Treść polecenia → Należy umieścić w tabeli Markdown o kolumnach „Nr” i „Treść” wiersze danych od wiersza zawierającego „Refer to the photograph and detect the forest” aż do końca danych włącznie. Kolumna „Nr” ma zawierać numer kolejny wiersza, a puste wiersze należy pominąć.

Dane do ćwiczenia →
::::::::

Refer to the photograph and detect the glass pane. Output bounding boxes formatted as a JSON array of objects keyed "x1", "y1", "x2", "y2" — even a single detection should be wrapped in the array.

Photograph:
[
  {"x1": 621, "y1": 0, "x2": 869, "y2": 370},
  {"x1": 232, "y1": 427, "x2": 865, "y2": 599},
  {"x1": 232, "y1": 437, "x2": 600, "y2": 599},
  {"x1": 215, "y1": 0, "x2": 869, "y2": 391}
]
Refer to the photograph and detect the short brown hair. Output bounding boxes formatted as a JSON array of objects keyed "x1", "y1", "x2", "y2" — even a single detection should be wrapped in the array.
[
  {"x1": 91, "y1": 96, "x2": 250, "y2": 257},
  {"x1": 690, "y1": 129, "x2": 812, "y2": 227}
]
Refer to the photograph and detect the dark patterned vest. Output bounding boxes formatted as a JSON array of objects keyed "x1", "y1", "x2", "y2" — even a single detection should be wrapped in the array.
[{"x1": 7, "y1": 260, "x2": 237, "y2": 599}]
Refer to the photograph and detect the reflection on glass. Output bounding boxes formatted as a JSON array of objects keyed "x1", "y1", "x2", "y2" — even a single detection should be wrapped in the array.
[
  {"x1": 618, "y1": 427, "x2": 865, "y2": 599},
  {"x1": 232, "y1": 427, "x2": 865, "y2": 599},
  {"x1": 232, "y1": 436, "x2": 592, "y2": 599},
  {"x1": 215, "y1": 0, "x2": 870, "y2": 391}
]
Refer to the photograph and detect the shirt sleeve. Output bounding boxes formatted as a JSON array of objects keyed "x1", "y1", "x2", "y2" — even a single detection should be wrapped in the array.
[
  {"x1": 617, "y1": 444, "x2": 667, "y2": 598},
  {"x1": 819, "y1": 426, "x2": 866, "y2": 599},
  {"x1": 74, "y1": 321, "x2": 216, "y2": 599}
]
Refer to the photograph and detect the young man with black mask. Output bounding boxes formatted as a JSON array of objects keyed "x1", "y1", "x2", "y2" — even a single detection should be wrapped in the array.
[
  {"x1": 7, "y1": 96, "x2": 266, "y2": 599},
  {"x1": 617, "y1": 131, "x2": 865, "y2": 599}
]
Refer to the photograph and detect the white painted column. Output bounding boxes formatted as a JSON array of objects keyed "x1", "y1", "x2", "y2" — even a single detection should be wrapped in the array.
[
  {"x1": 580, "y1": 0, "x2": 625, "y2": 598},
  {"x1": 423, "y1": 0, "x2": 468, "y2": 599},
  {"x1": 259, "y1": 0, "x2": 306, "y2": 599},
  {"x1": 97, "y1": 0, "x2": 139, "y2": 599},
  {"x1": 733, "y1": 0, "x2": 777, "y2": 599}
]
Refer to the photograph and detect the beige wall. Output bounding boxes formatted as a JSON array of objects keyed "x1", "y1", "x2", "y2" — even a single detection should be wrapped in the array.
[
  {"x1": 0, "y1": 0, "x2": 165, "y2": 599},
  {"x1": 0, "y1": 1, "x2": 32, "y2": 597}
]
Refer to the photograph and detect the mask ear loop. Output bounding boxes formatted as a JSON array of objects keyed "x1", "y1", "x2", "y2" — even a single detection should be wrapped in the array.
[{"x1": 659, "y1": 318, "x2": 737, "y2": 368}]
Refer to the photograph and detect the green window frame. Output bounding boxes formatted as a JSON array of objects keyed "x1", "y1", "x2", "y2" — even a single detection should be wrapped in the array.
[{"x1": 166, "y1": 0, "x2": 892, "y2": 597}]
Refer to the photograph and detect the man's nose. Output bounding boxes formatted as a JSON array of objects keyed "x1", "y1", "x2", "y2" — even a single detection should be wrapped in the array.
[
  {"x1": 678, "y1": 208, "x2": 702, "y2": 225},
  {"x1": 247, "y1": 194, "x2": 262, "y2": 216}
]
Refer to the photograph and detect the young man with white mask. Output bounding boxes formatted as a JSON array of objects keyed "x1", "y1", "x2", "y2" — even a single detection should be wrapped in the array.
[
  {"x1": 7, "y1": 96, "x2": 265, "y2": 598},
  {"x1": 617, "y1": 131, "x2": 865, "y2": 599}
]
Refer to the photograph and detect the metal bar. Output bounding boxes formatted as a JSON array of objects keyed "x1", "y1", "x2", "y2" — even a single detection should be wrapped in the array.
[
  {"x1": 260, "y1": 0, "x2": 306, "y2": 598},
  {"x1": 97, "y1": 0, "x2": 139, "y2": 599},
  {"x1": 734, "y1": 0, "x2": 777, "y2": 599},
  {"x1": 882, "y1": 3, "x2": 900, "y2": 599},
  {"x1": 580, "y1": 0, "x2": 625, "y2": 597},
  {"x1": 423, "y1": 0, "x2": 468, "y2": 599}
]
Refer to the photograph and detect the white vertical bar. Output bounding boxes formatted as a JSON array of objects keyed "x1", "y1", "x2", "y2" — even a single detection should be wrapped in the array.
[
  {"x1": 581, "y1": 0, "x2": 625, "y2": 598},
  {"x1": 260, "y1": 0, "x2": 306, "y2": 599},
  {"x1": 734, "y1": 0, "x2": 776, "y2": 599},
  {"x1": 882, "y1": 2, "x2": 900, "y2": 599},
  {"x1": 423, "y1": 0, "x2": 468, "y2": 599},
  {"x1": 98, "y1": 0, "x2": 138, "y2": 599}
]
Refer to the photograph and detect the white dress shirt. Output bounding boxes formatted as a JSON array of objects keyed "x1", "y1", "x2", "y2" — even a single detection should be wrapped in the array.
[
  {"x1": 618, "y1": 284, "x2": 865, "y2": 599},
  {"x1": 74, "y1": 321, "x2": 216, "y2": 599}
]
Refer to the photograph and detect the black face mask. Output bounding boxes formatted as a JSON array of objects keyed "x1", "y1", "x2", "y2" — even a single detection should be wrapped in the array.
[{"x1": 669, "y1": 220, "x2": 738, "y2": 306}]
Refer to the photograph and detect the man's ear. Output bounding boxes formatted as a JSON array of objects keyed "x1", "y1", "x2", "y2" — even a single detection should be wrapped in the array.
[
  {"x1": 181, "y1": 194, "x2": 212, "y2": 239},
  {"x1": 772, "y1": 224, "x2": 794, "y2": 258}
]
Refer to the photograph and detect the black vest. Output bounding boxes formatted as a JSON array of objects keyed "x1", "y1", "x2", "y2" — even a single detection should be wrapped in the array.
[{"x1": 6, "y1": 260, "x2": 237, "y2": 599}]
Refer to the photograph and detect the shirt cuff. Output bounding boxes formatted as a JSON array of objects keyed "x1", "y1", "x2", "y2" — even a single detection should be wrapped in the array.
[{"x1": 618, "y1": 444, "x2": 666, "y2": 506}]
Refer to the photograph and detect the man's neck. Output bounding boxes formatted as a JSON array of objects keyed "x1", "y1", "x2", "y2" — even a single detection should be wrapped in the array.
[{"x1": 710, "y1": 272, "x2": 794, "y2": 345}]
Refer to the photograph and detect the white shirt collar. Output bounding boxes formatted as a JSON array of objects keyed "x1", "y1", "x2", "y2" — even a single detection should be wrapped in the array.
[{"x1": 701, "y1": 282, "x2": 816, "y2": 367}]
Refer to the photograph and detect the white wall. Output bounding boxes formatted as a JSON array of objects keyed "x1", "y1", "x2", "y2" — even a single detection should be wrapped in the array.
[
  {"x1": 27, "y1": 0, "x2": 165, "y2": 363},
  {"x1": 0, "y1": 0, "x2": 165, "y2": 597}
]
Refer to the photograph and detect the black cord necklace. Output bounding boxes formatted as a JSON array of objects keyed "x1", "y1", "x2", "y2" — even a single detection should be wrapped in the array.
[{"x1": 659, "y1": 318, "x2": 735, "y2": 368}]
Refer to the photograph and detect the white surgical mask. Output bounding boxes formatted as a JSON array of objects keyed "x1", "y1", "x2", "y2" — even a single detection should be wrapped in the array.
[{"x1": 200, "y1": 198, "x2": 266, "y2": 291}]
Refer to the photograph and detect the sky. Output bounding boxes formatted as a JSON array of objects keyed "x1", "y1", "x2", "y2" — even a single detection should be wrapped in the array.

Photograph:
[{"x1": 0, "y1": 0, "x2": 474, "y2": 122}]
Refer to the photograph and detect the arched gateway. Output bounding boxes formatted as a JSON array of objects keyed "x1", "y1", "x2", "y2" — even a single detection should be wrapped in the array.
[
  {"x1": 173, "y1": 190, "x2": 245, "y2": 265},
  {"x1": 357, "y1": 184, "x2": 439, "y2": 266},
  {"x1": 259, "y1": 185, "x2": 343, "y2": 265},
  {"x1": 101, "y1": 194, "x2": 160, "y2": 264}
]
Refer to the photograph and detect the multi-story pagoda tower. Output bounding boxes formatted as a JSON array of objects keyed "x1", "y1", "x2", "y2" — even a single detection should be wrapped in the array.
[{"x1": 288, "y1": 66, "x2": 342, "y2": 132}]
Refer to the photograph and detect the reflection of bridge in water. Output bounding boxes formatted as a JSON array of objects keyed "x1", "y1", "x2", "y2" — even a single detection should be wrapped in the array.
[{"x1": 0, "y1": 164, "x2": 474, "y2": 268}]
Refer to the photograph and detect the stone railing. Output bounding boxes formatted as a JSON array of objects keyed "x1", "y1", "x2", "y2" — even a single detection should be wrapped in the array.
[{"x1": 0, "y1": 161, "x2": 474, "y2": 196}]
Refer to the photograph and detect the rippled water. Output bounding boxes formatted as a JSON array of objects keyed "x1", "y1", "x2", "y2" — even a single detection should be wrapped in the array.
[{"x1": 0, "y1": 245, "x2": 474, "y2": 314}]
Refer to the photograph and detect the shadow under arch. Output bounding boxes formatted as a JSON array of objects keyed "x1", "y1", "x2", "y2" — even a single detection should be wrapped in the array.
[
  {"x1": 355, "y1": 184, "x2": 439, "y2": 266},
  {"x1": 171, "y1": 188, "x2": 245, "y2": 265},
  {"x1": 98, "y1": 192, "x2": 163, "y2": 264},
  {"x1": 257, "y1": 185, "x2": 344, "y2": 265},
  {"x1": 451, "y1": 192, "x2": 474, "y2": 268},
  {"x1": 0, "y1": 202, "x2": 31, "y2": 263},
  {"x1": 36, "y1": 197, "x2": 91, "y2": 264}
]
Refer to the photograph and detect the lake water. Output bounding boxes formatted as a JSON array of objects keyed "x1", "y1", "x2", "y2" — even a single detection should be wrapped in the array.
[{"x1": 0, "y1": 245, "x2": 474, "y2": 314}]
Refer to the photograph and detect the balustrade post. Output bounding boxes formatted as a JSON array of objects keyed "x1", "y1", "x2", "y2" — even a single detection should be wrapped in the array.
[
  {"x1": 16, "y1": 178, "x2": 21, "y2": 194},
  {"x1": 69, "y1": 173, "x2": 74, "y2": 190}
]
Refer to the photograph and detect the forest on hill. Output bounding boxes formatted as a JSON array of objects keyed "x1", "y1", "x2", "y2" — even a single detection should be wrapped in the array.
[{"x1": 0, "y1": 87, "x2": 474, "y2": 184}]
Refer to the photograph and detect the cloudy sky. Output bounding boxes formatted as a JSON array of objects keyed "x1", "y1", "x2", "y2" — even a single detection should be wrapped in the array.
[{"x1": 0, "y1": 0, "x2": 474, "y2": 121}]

::::::::

Wynik ćwiczenia →
| Nr | Treść |
|---|---|
| 1 | Refer to the photograph and detect the forest on hill. Output bounding boxes formatted as a JSON array of objects keyed "x1", "y1", "x2", "y2" — even a single detection should be wrapped in the array. |
| 2 | [{"x1": 0, "y1": 87, "x2": 474, "y2": 184}] |
| 3 | Refer to the photograph and detect the cloudy sky. Output bounding boxes formatted as a JSON array of objects keyed "x1", "y1", "x2", "y2" — even a single detection should be wrapped in the array. |
| 4 | [{"x1": 0, "y1": 0, "x2": 474, "y2": 121}] |